### Exercise directions
Gather every line in the items below that contains the string "roof", and copy each one in full. Matching is case-sensitive.

Stored items from a collection:
━━━━━━━━━━

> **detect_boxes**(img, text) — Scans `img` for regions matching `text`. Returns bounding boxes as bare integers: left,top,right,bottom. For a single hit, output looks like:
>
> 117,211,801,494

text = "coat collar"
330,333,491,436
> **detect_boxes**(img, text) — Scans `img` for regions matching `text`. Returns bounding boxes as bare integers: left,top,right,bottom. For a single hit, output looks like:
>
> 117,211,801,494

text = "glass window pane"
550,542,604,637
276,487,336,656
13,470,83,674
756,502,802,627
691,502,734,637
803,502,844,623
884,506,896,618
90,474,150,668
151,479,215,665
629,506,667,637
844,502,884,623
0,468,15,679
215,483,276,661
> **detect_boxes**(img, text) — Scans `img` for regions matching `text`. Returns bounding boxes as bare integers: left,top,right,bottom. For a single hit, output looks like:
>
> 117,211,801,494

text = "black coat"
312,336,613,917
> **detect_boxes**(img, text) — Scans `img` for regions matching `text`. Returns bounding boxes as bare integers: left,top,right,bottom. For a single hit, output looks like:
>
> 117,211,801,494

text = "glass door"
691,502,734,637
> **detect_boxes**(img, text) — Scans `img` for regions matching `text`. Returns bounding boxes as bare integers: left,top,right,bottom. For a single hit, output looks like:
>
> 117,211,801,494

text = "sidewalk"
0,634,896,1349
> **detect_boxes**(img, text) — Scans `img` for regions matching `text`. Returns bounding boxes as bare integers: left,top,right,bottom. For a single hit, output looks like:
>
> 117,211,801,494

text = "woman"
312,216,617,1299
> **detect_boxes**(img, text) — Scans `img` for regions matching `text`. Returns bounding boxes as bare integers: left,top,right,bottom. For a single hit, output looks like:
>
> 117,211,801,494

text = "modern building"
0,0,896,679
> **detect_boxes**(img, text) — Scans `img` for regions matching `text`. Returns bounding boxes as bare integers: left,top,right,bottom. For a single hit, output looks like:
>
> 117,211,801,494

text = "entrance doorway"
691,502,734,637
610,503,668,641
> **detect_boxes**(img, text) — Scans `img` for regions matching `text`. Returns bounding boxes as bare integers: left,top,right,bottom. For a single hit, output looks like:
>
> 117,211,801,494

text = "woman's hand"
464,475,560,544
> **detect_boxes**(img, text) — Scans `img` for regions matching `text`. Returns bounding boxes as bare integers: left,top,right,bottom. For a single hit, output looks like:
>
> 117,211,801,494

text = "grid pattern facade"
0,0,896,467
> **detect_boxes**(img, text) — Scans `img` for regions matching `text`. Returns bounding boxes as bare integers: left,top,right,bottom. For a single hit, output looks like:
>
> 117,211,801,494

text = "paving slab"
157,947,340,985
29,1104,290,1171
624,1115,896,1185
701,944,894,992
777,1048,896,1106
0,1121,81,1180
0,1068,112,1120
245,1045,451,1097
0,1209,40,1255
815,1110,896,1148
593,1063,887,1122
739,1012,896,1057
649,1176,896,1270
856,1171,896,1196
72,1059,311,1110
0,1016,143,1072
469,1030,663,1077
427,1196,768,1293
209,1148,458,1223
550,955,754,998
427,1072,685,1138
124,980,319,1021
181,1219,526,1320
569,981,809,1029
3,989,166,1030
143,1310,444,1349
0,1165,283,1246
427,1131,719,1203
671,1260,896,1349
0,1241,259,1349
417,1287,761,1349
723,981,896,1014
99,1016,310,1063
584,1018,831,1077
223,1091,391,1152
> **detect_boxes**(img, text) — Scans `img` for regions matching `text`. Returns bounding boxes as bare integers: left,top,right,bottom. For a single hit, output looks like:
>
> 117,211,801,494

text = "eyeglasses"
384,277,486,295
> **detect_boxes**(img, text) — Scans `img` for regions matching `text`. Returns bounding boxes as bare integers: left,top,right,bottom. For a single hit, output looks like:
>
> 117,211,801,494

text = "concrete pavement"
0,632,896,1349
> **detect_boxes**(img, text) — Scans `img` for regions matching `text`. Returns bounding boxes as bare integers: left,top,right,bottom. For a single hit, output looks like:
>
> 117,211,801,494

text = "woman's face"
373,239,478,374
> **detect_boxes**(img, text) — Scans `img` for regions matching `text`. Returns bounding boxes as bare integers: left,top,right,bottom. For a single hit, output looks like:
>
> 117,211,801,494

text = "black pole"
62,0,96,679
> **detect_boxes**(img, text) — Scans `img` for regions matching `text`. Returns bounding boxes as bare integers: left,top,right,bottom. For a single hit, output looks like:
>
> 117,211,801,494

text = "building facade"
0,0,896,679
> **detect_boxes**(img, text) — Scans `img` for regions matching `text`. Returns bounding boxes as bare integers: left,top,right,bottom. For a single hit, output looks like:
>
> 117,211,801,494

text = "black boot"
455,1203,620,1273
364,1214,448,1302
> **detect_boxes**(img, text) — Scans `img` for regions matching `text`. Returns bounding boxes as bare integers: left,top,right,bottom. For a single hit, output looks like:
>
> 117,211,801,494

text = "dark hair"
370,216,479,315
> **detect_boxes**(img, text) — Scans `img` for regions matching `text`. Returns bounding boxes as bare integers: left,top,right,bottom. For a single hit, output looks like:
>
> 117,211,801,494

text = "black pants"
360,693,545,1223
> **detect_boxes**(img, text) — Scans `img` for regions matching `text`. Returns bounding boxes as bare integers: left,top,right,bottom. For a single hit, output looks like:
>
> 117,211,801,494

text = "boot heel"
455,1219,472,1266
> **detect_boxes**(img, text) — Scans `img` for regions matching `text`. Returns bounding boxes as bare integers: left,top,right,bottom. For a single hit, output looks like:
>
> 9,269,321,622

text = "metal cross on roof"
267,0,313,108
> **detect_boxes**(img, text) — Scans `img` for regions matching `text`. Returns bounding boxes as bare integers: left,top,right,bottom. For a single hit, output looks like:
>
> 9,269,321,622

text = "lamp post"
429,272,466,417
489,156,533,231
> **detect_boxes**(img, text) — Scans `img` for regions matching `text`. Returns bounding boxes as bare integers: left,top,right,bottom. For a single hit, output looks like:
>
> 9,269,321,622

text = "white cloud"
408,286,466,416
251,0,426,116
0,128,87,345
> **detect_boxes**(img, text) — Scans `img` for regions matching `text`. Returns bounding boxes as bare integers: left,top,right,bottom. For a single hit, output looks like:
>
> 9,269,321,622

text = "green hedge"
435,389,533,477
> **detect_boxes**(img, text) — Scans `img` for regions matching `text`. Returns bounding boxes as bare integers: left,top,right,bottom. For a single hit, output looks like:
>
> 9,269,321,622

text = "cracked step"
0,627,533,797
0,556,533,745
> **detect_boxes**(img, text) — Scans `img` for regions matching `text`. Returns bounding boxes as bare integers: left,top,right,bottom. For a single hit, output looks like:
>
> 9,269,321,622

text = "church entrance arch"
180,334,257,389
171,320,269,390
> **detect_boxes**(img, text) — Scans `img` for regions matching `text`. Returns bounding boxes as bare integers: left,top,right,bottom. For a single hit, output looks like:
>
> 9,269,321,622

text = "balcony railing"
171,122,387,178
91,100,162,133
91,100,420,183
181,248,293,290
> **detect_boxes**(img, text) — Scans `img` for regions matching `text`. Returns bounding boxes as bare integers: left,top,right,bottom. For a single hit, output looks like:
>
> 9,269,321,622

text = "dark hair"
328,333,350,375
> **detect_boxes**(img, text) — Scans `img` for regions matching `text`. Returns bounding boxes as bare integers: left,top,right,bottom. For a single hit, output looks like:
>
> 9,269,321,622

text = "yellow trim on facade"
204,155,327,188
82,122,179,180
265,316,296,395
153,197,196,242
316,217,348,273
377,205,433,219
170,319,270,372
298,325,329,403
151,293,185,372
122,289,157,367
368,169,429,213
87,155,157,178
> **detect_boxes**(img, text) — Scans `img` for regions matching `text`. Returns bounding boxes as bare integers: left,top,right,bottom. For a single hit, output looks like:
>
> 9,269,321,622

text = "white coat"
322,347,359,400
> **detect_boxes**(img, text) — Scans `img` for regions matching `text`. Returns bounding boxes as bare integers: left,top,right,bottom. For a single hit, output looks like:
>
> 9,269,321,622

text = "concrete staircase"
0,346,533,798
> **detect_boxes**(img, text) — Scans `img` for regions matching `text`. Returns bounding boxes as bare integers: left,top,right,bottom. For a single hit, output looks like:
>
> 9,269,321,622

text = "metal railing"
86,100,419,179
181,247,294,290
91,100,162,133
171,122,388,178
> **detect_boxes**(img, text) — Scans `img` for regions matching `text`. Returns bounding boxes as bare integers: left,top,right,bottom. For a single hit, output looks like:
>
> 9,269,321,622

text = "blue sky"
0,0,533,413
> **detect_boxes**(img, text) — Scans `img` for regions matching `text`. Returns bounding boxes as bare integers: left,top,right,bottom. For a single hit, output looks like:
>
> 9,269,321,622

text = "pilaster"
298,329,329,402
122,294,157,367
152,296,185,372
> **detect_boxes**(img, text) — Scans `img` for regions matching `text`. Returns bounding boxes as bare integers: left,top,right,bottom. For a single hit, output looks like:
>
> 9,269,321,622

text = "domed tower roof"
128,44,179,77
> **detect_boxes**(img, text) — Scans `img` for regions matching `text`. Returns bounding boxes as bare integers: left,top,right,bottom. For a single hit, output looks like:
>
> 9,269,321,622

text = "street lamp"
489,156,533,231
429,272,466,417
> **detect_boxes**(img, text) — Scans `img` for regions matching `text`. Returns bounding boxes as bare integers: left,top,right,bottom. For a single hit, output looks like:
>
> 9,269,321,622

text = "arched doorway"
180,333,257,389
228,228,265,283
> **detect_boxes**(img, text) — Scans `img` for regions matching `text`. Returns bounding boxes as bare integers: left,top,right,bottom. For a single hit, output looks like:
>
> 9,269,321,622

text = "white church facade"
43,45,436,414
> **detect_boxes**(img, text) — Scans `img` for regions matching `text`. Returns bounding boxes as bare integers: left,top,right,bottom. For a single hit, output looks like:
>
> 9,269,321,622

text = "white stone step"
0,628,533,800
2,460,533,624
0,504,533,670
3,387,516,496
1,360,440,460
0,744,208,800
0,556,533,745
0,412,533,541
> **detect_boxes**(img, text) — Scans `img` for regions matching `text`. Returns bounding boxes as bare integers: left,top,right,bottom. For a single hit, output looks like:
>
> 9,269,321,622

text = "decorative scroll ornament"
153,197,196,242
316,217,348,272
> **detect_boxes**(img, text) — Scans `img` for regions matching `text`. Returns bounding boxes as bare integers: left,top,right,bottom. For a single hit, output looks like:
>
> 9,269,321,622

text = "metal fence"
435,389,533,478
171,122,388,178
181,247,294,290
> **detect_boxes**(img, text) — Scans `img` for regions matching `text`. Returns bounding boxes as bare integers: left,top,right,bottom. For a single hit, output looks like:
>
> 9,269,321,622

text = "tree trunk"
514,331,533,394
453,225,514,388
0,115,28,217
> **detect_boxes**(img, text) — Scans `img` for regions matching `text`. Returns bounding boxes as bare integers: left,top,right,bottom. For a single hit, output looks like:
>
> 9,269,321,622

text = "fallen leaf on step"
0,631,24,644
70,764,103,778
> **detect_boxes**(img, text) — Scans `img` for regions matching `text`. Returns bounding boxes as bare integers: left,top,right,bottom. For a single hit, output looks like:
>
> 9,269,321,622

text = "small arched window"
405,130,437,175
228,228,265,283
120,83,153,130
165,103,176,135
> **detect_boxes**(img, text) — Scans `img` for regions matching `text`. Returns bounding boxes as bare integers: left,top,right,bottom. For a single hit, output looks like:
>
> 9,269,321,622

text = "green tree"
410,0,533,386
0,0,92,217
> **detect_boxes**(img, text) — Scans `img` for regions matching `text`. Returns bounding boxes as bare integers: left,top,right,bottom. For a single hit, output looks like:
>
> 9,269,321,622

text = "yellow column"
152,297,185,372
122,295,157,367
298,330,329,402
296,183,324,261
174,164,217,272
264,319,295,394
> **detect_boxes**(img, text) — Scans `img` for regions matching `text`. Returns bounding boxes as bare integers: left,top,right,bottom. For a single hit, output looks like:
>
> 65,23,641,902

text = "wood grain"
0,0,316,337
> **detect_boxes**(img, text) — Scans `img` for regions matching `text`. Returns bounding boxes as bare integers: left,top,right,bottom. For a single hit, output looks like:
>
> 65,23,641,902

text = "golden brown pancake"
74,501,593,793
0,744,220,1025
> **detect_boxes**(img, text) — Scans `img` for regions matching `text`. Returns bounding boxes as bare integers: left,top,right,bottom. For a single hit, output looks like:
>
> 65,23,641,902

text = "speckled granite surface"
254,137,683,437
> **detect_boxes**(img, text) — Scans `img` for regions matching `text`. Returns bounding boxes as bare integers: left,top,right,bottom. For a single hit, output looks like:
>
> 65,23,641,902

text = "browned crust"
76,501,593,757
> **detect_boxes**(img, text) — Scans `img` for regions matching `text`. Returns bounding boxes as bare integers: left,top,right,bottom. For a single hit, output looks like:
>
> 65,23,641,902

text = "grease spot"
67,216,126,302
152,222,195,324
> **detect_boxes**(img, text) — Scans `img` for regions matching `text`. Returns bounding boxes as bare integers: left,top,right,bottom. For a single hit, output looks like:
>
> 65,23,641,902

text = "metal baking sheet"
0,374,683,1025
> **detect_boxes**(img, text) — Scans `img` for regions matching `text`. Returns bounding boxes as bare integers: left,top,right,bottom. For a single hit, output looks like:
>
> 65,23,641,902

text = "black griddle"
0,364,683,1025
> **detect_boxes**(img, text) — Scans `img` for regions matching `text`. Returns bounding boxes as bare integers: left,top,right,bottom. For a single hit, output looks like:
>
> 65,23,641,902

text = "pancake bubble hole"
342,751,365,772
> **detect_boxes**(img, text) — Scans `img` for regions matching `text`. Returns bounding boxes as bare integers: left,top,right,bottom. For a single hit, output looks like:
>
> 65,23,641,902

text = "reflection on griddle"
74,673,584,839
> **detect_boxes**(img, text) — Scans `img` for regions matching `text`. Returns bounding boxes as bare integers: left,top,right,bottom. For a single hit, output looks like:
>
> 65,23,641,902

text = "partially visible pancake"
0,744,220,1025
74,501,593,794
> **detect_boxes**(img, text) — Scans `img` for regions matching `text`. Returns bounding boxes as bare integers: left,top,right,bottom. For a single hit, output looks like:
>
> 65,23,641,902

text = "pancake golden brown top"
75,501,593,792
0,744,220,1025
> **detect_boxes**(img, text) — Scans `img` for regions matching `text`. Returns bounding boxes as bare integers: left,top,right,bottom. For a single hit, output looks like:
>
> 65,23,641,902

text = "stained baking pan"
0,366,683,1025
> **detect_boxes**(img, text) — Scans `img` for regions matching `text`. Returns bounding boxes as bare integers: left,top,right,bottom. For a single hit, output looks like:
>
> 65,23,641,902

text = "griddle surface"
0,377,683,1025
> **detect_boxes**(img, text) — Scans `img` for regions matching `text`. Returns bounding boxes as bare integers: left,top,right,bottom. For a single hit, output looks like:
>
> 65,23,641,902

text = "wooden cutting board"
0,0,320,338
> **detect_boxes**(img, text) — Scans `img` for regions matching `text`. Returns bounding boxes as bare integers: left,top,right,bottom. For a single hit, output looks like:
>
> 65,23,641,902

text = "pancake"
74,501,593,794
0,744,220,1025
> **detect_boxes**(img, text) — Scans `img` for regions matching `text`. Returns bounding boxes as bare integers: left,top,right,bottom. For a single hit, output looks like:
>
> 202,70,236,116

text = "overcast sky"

━━━━━━━━━━

### Response
text = "metal cross on roof"
text = "domed tower roof"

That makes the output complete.